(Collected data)
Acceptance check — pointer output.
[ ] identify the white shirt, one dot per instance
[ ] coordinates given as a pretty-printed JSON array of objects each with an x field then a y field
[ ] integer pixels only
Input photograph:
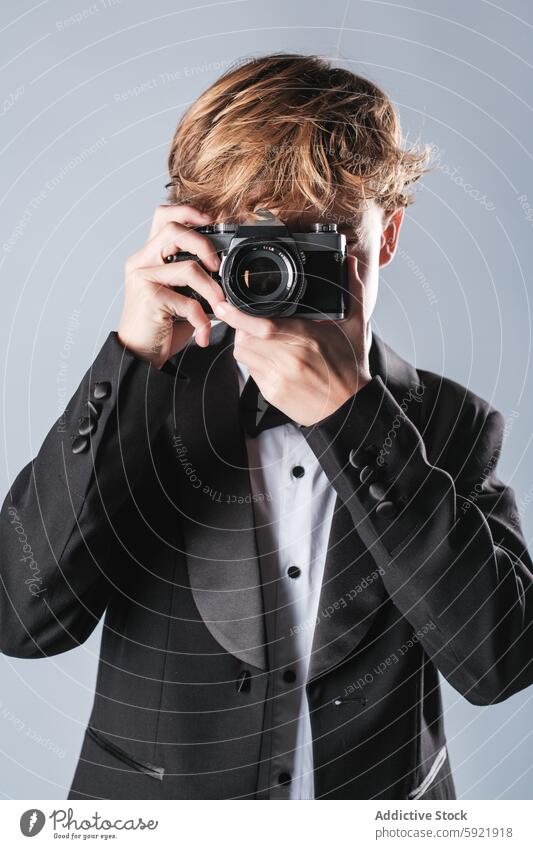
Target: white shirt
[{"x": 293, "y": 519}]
---
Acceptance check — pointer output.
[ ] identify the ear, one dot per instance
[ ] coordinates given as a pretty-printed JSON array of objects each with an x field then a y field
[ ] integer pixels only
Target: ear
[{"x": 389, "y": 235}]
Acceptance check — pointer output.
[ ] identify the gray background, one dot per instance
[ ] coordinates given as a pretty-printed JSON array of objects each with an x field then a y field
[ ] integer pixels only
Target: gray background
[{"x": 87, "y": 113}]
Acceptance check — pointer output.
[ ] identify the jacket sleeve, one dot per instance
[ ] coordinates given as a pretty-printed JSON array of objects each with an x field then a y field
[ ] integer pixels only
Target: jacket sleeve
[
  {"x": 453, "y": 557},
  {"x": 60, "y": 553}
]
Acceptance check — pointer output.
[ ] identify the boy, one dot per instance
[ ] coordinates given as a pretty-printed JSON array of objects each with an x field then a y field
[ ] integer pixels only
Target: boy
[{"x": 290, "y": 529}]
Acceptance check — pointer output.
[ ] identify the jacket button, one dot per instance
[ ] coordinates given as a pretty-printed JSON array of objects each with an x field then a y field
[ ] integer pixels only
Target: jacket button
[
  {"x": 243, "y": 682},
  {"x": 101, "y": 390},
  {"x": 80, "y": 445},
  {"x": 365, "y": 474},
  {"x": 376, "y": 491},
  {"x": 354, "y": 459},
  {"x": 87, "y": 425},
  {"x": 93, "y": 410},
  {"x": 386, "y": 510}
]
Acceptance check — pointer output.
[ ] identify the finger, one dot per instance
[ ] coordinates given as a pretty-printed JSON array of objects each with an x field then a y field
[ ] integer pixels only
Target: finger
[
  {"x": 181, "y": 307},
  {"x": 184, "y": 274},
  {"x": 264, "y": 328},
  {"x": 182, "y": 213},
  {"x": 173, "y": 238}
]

▶ _Prompt_: Go through the entries and copy every line that has "identify".

▶ _Expected answer_:
[ ] identify the white shirt, one dot per instance
[ ] identify the ear, one dot per instance
[ ] identify the gray background, one dot per instance
[ ] identify the jacket sleeve, one dot per instance
[ ] identify the boy, one dot per instance
[ ] identify the jacket button, one dot per instance
[ ] identify the finger, one dot per instance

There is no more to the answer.